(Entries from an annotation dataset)

* start *

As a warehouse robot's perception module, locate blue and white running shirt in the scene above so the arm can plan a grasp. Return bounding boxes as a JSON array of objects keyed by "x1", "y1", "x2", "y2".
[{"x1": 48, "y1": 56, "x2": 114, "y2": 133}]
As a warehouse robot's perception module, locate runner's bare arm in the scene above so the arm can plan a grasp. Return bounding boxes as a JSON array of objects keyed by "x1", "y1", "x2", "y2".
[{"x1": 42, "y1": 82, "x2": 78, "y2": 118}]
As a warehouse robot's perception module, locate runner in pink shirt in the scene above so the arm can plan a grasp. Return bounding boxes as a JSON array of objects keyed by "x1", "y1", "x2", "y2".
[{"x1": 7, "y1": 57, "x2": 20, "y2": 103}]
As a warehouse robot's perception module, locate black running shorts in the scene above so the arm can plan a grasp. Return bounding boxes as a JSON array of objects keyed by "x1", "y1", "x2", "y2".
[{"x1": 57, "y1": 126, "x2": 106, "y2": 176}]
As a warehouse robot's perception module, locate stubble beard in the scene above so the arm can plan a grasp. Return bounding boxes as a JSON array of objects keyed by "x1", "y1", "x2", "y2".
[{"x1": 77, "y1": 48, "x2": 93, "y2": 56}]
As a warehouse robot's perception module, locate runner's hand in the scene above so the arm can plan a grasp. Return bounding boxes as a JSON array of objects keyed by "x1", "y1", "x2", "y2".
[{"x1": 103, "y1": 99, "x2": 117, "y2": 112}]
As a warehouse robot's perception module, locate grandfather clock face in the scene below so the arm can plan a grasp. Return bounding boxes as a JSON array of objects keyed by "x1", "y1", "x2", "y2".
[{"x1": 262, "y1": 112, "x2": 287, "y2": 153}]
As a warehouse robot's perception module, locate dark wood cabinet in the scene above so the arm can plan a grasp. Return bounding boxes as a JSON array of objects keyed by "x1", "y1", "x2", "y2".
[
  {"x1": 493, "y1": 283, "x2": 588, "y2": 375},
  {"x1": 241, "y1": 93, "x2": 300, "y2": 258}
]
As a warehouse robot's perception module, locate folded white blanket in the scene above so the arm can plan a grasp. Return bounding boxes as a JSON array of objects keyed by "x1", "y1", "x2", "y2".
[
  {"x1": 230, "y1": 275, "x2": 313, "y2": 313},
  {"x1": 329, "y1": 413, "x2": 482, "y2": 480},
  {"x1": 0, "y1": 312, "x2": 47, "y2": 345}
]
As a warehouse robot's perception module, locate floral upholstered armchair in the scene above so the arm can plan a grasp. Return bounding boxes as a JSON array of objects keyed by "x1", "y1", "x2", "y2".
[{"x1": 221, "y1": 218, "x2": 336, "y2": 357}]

* end *

▶ _Set problem_
Swap "warehouse robot" for "delivery robot" throughout the items above and reproduce them with nothing else altered.

▶ _Right answer_
As a delivery robot's perception module, locate blue and white running shirt in the scene above so the arm can plan a grasp. Return bounding boxes as a JSON array of objects keyed by "x1", "y1", "x2", "y2".
[{"x1": 48, "y1": 56, "x2": 114, "y2": 133}]
As a delivery robot's perception module, locate runner's bare arm in the scene above so the arm can plan a grasp. Return bounding boxes as a JSON array of objects keyed by "x1", "y1", "x2", "y2".
[{"x1": 42, "y1": 82, "x2": 78, "y2": 118}]
As a delivery robot's perception module, locate runner in pink shirt in the scene above so the arm can plan a grasp. Return bounding boxes as a JSON array of objects keyed by "x1", "y1", "x2", "y2".
[{"x1": 7, "y1": 57, "x2": 20, "y2": 103}]
As a delivery robot's perception module, locate black running shorts in the scene above so the arm can plan a grasp. Return bounding boxes as a JSON array of objects keyed by "x1", "y1", "x2", "y2".
[{"x1": 57, "y1": 126, "x2": 106, "y2": 176}]
As a delivery robot's perception module, locate stubble beard in the scene above so the arm can plan a grasp. Return bounding boxes as a JSON array of objects keyed by "x1", "y1", "x2", "y2".
[{"x1": 77, "y1": 48, "x2": 93, "y2": 56}]
As a delivery robot's perception module, locate runner's hand in the scene above so the arm can plan a grasp. Return bounding boxes as a JSON array of objects keyed by "x1", "y1", "x2", "y2".
[{"x1": 103, "y1": 99, "x2": 117, "y2": 112}]
As a delivery robot's perception module, locate grandfather clock face in the scene below so the arm can plan a grasp. Return bounding boxes as a JSON array of objects keyed by "x1", "y1", "x2", "y2".
[{"x1": 262, "y1": 112, "x2": 287, "y2": 153}]
As a delivery robot's perception module, locate dark wood cabinet in the scene above so the arm can plan a grasp. Return bounding boxes as a JSON array of objects keyed by "x1", "y1", "x2", "y2".
[
  {"x1": 493, "y1": 283, "x2": 588, "y2": 375},
  {"x1": 241, "y1": 93, "x2": 300, "y2": 258}
]
As a delivery robot's perception module, locate folded white blanket in the scene above so the arm can plan a grasp. Return bounding boxes as a JSON array of objects keyed by "x1", "y1", "x2", "y2".
[
  {"x1": 230, "y1": 275, "x2": 313, "y2": 313},
  {"x1": 329, "y1": 413, "x2": 482, "y2": 480},
  {"x1": 0, "y1": 312, "x2": 47, "y2": 345}
]
As a delivery robot's perception module, locate floral upholstered armchair in the scene above so the arm can plan a grasp. Return bounding boxes as a JSON array of objects keyed by "x1", "y1", "x2", "y2".
[{"x1": 221, "y1": 218, "x2": 336, "y2": 357}]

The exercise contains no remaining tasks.